Requirement:
Locate each line in the records below that contains the string "house", matching case exactly, and copy every such line in full.

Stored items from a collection
========

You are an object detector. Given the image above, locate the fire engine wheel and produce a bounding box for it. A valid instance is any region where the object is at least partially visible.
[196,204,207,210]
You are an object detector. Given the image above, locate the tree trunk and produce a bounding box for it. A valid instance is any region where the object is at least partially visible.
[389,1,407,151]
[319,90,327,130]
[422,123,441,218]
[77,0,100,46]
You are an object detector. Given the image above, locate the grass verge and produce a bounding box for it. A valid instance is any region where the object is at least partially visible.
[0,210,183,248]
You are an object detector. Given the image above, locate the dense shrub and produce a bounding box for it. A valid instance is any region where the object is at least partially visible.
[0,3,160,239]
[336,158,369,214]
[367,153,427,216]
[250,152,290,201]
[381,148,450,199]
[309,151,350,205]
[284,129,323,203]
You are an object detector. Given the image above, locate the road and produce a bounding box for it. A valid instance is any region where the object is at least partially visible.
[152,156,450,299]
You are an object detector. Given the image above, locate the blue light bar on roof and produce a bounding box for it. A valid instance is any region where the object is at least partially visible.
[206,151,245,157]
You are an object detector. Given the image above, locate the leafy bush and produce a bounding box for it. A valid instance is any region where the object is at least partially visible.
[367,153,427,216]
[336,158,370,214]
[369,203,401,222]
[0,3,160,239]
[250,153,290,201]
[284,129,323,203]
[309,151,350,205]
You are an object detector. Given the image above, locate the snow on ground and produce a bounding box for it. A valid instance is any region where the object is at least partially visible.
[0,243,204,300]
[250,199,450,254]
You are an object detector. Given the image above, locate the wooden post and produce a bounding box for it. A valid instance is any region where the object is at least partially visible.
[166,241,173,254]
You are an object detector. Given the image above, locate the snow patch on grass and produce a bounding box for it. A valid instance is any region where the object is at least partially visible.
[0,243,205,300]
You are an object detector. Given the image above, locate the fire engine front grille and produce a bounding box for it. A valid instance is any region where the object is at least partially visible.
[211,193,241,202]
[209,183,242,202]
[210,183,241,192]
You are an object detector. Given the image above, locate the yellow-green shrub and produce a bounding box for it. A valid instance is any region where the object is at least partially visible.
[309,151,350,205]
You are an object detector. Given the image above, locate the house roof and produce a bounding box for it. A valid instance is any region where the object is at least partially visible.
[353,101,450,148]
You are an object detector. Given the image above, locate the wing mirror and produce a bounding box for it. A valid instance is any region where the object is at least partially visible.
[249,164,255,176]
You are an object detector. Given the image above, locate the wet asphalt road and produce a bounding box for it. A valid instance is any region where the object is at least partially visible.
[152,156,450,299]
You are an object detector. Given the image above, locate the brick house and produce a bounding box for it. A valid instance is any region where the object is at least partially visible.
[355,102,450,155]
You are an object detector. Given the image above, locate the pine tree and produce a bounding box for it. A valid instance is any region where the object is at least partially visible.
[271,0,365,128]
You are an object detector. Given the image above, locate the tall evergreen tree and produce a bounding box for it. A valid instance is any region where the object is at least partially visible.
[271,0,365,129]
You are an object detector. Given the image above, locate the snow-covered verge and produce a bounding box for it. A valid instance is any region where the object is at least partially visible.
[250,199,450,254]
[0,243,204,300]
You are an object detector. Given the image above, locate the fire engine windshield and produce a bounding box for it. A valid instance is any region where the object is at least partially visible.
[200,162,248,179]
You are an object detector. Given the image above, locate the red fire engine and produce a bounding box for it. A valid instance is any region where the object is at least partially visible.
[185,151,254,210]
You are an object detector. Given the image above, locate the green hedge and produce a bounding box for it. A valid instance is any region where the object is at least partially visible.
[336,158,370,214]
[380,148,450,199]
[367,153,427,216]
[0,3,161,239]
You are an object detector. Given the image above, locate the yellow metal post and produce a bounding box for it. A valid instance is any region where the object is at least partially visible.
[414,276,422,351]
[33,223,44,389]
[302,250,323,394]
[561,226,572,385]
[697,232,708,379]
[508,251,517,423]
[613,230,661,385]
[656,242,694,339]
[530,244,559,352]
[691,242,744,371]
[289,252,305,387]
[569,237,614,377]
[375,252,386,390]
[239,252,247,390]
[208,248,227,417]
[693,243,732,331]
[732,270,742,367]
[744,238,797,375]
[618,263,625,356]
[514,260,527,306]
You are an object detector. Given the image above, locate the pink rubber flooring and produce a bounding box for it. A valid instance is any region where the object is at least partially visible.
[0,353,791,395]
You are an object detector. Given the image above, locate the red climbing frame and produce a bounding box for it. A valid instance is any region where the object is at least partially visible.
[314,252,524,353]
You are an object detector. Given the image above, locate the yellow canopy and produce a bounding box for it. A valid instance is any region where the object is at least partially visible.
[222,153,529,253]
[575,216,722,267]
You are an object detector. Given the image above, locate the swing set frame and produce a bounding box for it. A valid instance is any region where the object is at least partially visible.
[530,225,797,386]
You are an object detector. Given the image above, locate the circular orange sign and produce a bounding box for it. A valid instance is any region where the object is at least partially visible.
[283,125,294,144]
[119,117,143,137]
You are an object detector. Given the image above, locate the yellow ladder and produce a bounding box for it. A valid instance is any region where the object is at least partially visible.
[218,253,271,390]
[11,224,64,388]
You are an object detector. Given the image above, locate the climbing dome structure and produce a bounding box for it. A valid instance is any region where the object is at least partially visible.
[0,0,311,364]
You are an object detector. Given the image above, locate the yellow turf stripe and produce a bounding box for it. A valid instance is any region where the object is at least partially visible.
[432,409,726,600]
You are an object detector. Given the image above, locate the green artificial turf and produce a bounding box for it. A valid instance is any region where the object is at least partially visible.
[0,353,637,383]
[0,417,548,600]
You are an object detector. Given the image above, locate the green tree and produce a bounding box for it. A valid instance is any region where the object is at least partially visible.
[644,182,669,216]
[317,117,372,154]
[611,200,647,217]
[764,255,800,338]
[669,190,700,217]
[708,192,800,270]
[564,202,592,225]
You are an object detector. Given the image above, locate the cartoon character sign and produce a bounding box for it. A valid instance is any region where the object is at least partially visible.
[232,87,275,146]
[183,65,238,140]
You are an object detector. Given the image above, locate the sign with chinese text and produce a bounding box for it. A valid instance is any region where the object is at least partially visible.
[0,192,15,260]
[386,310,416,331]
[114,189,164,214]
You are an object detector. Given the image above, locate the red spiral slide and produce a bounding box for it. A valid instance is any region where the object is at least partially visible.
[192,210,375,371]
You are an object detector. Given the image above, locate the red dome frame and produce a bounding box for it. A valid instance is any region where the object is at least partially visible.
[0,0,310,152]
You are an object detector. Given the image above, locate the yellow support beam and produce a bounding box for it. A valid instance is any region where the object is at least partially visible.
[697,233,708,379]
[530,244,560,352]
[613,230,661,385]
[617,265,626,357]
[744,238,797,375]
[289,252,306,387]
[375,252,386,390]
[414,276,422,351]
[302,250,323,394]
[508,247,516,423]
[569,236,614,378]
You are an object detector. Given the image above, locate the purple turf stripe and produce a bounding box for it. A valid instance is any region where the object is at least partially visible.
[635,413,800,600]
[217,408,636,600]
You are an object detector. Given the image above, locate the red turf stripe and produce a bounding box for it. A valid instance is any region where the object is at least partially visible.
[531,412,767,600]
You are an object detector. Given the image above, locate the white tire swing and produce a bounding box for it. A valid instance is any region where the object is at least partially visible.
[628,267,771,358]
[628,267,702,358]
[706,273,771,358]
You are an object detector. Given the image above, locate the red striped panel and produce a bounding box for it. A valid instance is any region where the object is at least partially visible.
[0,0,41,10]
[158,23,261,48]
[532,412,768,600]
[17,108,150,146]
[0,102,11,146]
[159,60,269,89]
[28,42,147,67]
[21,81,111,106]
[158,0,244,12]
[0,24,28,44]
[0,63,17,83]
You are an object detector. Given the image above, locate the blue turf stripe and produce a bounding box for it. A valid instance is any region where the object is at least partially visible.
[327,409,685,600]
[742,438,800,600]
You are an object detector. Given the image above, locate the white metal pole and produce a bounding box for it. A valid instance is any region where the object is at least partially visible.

========

Solution for this problem:
You are an object detector. Given the image above, locate the house roof and produce a bounding box for it. A valid instance is any region where the object is at least partially visible.
You are an object detector. Given the image above, locate the brick house and produce a bounding box for it. A valid instance is any region where the object is at least partially visible.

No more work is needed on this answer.